• [Work to complete]: Please tally the lines in the entries below that contain the word "parking" and give only that number.

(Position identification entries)

<<<<

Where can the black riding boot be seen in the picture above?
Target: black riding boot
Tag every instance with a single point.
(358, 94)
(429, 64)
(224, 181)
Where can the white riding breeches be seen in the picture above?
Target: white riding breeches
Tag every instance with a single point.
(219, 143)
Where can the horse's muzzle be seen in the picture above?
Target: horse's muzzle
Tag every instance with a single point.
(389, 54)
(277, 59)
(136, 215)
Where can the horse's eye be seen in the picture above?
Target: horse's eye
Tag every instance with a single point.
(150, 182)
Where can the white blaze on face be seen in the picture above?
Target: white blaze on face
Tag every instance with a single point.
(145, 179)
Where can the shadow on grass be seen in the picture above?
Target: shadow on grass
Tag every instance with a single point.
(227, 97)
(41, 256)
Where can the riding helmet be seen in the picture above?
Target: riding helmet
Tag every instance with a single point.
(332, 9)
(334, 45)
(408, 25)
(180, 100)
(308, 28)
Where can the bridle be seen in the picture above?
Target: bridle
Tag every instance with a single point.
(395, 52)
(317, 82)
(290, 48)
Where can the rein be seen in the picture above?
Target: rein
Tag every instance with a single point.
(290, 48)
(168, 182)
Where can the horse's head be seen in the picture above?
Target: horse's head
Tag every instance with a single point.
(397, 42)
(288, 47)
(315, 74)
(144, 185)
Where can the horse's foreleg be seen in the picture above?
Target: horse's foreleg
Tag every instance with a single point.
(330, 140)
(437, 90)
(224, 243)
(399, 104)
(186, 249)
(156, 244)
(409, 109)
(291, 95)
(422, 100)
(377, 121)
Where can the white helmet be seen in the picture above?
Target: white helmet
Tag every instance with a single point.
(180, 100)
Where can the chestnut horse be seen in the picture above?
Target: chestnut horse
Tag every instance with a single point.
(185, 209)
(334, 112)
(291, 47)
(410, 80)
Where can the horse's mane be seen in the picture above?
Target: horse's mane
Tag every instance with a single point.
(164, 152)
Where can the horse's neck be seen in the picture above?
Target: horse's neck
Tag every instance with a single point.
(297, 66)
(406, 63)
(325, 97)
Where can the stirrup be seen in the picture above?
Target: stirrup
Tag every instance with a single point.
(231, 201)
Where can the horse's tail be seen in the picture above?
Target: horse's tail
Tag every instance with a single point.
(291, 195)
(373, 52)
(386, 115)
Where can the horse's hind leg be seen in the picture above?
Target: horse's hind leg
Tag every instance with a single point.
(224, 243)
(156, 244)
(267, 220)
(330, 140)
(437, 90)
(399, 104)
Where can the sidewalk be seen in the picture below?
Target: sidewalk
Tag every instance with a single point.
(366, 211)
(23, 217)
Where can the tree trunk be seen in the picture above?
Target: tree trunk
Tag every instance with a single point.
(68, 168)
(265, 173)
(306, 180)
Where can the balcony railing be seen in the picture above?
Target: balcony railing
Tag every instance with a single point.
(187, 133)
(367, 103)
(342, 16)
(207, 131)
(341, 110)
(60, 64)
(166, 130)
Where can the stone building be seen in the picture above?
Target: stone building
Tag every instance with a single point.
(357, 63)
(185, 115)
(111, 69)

>>>>
<<<<

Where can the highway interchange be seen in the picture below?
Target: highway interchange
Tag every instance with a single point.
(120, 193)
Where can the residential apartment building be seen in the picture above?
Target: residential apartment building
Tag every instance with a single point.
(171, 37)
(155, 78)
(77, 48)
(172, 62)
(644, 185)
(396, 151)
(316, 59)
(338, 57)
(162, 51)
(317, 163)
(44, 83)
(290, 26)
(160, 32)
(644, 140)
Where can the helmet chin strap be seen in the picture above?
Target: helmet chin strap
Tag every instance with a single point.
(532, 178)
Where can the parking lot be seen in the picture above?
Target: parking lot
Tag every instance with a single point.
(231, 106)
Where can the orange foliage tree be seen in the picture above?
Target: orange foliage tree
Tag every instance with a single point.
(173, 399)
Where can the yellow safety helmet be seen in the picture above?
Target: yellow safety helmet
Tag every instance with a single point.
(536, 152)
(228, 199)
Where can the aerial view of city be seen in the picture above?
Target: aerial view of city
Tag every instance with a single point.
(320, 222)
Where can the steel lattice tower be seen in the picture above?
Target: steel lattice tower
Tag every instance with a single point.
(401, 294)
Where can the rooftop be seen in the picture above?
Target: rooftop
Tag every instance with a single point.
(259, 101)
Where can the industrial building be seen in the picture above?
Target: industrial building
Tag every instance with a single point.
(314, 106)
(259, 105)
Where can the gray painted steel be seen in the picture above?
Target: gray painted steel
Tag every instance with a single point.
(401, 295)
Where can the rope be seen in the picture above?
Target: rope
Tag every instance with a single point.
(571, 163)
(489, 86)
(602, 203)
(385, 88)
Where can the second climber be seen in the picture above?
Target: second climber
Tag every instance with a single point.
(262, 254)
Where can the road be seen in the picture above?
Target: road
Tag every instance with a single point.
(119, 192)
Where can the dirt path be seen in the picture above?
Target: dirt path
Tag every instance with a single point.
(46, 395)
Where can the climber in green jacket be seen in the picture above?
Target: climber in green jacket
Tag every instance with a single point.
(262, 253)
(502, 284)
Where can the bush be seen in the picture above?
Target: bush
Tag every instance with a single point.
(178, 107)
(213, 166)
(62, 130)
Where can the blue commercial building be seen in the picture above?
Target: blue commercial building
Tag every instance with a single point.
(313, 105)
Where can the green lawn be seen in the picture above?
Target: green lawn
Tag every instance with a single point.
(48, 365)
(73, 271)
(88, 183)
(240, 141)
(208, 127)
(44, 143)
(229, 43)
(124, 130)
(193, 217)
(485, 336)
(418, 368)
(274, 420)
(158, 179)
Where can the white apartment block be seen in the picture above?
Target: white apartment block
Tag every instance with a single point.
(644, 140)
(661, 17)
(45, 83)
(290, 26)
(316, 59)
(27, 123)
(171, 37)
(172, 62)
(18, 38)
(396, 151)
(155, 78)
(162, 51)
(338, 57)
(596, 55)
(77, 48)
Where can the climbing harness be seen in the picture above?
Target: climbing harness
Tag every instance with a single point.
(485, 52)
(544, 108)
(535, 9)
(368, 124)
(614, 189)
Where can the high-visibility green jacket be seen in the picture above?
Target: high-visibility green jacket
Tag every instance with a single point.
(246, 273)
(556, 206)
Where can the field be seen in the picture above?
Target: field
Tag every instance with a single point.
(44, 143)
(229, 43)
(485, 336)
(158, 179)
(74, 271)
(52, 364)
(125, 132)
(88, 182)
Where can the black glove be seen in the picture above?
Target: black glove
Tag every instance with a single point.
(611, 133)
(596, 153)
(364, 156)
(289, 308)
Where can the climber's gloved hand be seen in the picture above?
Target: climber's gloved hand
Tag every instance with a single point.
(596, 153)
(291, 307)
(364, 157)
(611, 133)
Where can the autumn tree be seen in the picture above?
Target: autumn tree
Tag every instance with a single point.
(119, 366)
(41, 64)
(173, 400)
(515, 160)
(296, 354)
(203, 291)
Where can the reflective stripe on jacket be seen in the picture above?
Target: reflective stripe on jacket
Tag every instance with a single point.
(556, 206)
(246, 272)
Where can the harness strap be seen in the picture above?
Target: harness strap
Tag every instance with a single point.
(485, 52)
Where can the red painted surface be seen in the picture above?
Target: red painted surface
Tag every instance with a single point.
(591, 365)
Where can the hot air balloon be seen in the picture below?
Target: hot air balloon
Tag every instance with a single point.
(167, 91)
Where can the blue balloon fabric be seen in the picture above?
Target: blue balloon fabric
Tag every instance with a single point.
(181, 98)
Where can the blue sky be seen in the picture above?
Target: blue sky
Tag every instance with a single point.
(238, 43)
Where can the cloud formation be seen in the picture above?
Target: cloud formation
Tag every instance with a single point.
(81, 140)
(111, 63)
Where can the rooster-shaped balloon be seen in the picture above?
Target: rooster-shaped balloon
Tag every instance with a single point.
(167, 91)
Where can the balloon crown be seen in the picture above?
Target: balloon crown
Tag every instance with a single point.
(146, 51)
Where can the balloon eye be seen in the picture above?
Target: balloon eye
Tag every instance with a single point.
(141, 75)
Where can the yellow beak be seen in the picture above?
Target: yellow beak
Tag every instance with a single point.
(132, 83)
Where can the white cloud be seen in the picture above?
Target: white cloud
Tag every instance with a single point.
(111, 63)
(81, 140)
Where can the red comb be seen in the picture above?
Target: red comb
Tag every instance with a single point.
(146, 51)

>>>>

• [Task output]: 2